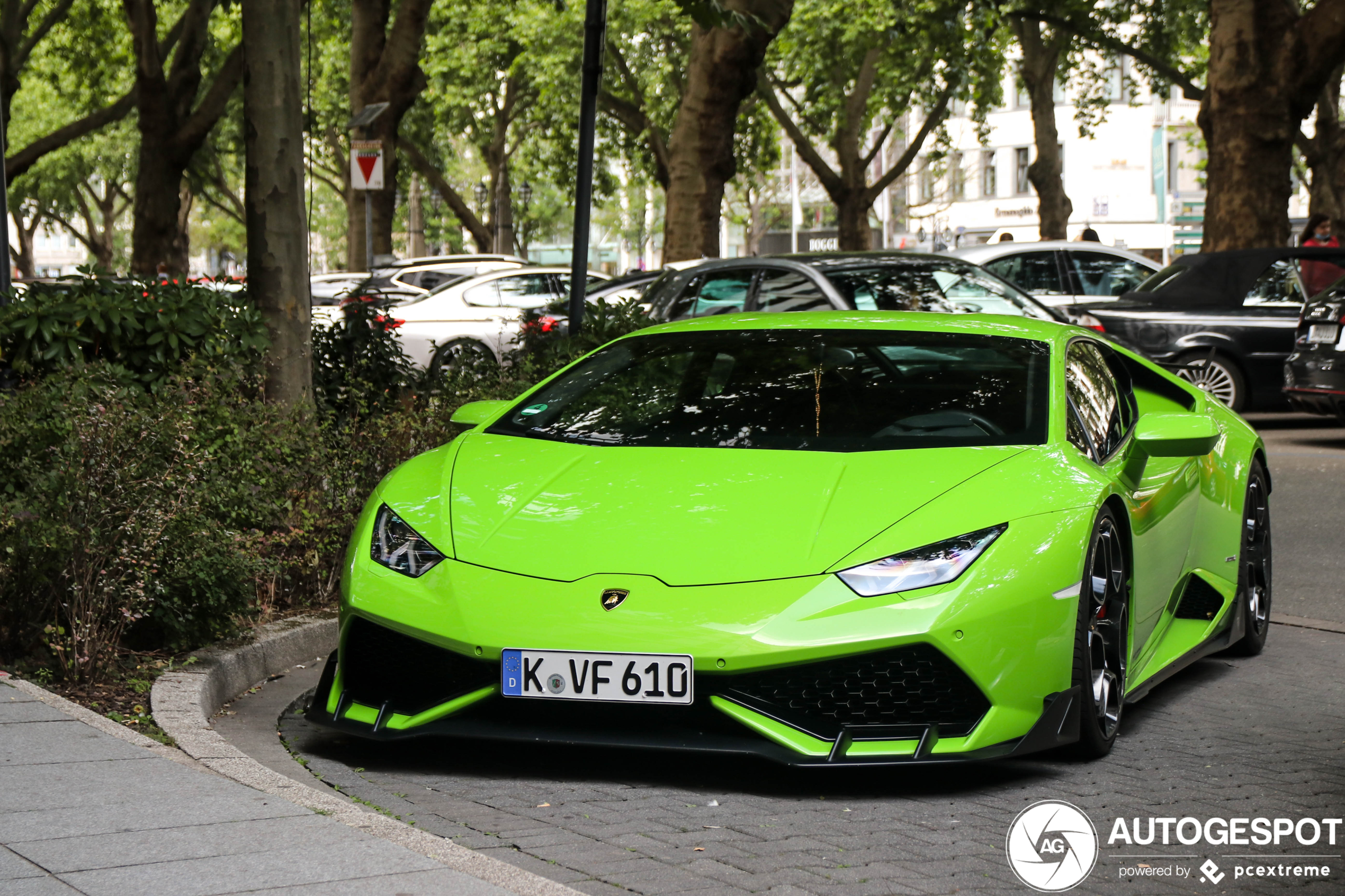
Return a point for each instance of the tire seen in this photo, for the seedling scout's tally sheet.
(1102, 638)
(1221, 376)
(1254, 566)
(459, 355)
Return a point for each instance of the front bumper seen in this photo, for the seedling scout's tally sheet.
(732, 720)
(975, 669)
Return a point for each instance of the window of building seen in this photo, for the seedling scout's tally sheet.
(989, 186)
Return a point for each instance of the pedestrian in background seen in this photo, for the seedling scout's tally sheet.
(1319, 275)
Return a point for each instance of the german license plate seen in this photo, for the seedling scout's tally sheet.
(604, 677)
(1323, 332)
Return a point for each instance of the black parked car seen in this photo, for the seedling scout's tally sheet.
(845, 281)
(1226, 319)
(1314, 374)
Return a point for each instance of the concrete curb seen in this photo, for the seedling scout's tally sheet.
(183, 703)
(95, 720)
(1302, 622)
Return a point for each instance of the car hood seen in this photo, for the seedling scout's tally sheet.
(686, 516)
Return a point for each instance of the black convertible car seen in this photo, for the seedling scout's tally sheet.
(1229, 319)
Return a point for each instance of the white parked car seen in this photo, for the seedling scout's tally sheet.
(1063, 273)
(478, 315)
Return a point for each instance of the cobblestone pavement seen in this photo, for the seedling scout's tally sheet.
(1229, 738)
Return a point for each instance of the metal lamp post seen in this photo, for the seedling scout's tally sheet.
(595, 31)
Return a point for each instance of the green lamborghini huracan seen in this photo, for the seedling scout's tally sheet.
(821, 538)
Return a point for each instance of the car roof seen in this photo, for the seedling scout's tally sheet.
(935, 321)
(1223, 278)
(989, 251)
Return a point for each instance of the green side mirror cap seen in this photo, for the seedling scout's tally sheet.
(477, 413)
(1176, 435)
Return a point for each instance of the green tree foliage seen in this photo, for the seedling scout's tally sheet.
(844, 77)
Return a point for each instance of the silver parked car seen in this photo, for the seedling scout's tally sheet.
(1063, 273)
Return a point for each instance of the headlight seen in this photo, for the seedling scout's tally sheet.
(935, 563)
(399, 547)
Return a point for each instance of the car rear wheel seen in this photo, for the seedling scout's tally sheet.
(460, 355)
(1102, 638)
(1217, 375)
(1254, 566)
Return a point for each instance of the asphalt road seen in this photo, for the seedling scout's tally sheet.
(1230, 737)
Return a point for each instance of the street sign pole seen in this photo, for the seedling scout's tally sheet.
(366, 170)
(595, 30)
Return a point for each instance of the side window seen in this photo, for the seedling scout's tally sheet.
(527, 291)
(1104, 275)
(432, 278)
(485, 296)
(1035, 273)
(783, 291)
(1094, 394)
(721, 293)
(1277, 284)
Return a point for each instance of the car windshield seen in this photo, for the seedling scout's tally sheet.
(930, 286)
(796, 390)
(1162, 278)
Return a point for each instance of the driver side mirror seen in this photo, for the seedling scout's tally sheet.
(477, 413)
(1176, 435)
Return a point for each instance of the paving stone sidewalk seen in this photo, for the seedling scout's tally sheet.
(83, 812)
(1231, 737)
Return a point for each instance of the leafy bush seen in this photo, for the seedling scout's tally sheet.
(165, 507)
(146, 331)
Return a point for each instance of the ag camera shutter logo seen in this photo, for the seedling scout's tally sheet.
(1052, 847)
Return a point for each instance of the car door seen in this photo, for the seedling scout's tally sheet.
(1036, 273)
(1094, 276)
(1161, 504)
(466, 311)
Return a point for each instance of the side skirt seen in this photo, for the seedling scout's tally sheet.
(1230, 633)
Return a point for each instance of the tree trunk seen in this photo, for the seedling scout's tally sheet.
(1040, 62)
(504, 213)
(853, 231)
(1325, 158)
(277, 251)
(415, 220)
(174, 124)
(23, 236)
(155, 233)
(720, 74)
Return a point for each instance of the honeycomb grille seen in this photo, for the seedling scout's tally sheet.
(1199, 601)
(910, 685)
(380, 665)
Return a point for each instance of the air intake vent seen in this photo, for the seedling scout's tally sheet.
(380, 665)
(891, 693)
(1199, 601)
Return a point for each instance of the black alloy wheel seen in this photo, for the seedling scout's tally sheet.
(1102, 638)
(460, 356)
(1216, 375)
(1254, 567)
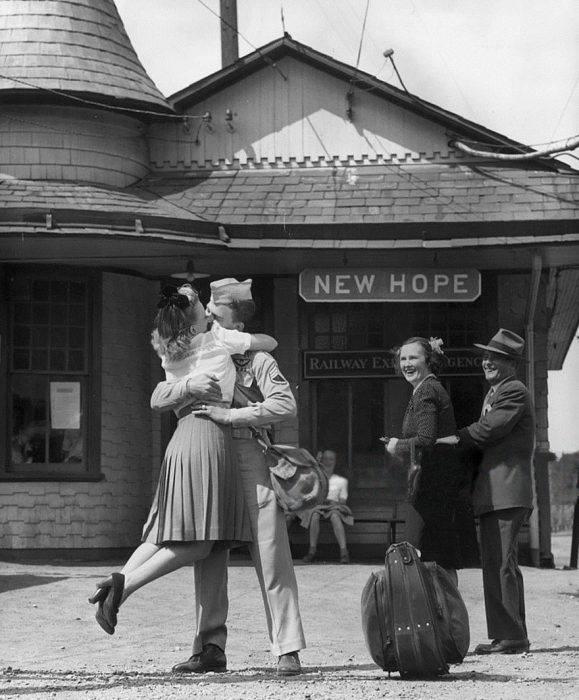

PROBLEM TO WORK ON:
Recast every one of the records above as a numbered list, skipping blank lines and leaving out the pictures.

TASK RESPONSE:
1. Return a point for each instance of the tire seen in this photo, for the seedling scout's tally sheet.
2. (1102, 638)
3. (1221, 376)
4. (1254, 566)
5. (459, 355)
6. Return a point for each instance of the front bumper seen in this photo, for the seedling scout's tally sheet.
7. (732, 720)
8. (975, 669)
9. Return a point for each instance of the window of building seen in this photo, for the seedling scout's tally sheet.
10. (989, 186)
11. Return a point for each instance of the pedestrian in background seen in this photo, for the seedling scout's tally sheet.
12. (1319, 275)
13. Return a point for each instance of the german license plate seen in this photo, for the seedling scout's tally sheet.
14. (604, 677)
15. (1323, 332)
16. Return a point for each instance of the black parked car seen in this photo, for the seedling scout's tally sheet.
17. (845, 281)
18. (1226, 319)
19. (1314, 374)
20. Return a point for each instance of the concrete curb seen in this photo, for the seedling scout's tally sheet.
21. (183, 703)
22. (95, 720)
23. (1302, 622)
24. Return a point for each instance of the car hood seen in this photo, for the seedling scout's tally sheet.
25. (686, 516)
26. Return a point for each instance of the black convertible car seen in this photo, for the seedling scout's tally sheet.
27. (1229, 319)
28. Return a point for each instance of the white parked car seen in this photo, for the seedling scout's tally sheet.
29. (1063, 273)
30. (478, 315)
31. Return a point for each instance of the cobblestone pavement seen in this photo, for the seedling scout's tally sheet.
32. (1229, 738)
33. Return a point for each instance of the metal lamp post seen in this photo, for the seedling scout's tally sheet.
34. (595, 31)
35. Return a point for each instance of the green lamborghini huracan seen in this photo, for the seedling scout's tally sheet.
36. (821, 538)
37. Return a point for each instance of the car roof seen in this photo, for the seedling scout's tally sheet.
38. (935, 321)
39. (1223, 278)
40. (989, 251)
41. Return a point for each instance of the green side mirror cap seen in this photo, for the seedling scout's tally sheet.
42. (477, 413)
43. (1176, 435)
44. Return a point for each instance of the green tree foliage seen in this photo, for the seedling scout's tally sheet.
45. (844, 77)
46. Return a point for each instance of the silver parked car seen in this photo, for the seedling scout's tally sheet.
47. (1063, 273)
48. Return a point for each instance of the headlight seen in this photo, for the seedling scout's tally sheet.
49. (935, 563)
50. (399, 547)
51. Return a point for each instance of the car rear wheel seen in this photo, for the seedling scout's tally sheet.
52. (460, 355)
53. (1102, 638)
54. (1217, 375)
55. (1254, 566)
56. Return a point for each instance of the asphalt road seen in this photo, for the seedling scout's tally sheet.
57. (1230, 737)
58. Return a point for each instance of the street sign pole seen in this photo, for the seedling scout's tally sheet.
59. (366, 170)
60. (595, 30)
61. Return a point for each instance of the side window seen in this photo, for the seedling scout's tally sheet.
62. (527, 291)
63. (1104, 275)
64. (432, 278)
65. (485, 296)
66. (1035, 273)
67. (783, 291)
68. (1094, 394)
69. (721, 293)
70. (1277, 284)
71. Return a point for each instance of the car windshield seen in this photo, for the seedling scout's tally sheet.
72. (930, 286)
73. (796, 390)
74. (1162, 278)
75. Return a point for each instance of the driver side mirror seen in this photo, for the seedling scout's tally sheet.
76. (477, 413)
77. (1176, 435)
78. Return a point for each instance of the paving stone sidewalk seen in this photo, for the seedling scout's tally sheet.
79. (83, 812)
80. (1231, 737)
81. Return a point for each instance of the leafy bush seen in this photo, for the seedling scout's tally sheet.
82. (165, 507)
83. (146, 331)
84. Return a point for each instance of the ag camera shutter logo seen in this photo, for the seedling scout's tally sheet.
85. (1052, 847)
86. Return a point for each instance of the car door seen in this photo, for the seedling scout's tally sheet.
87. (1036, 273)
88. (1094, 276)
89. (1161, 504)
90. (466, 311)
91. Return a point for each instance of the side skirt seen in this photo, for the seedling scout's tally sheet.
92. (1230, 633)
93. Return a point for each instance of the tree trunk seen in this photo, for the seedling scout's tally sheet.
94. (1040, 62)
95. (504, 213)
96. (853, 231)
97. (1325, 158)
98. (277, 251)
99. (415, 220)
100. (174, 124)
101. (23, 236)
102. (155, 233)
103. (720, 74)
104. Return a point for each instance of the honeycomb grille seen in this photo, for the seedling scout's tally sheet.
105. (1199, 601)
106. (910, 685)
107. (380, 665)
108. Return a point for each instance of the air intake vent seen in this photo, for the seedling scout's tally sheet.
109. (380, 665)
110. (891, 693)
111. (1199, 601)
112. Return a point for each instance of the black alloy wheel seen in this photo, for the seedling scout's tally sheet.
113. (1102, 638)
114. (460, 356)
115. (1216, 375)
116. (1254, 567)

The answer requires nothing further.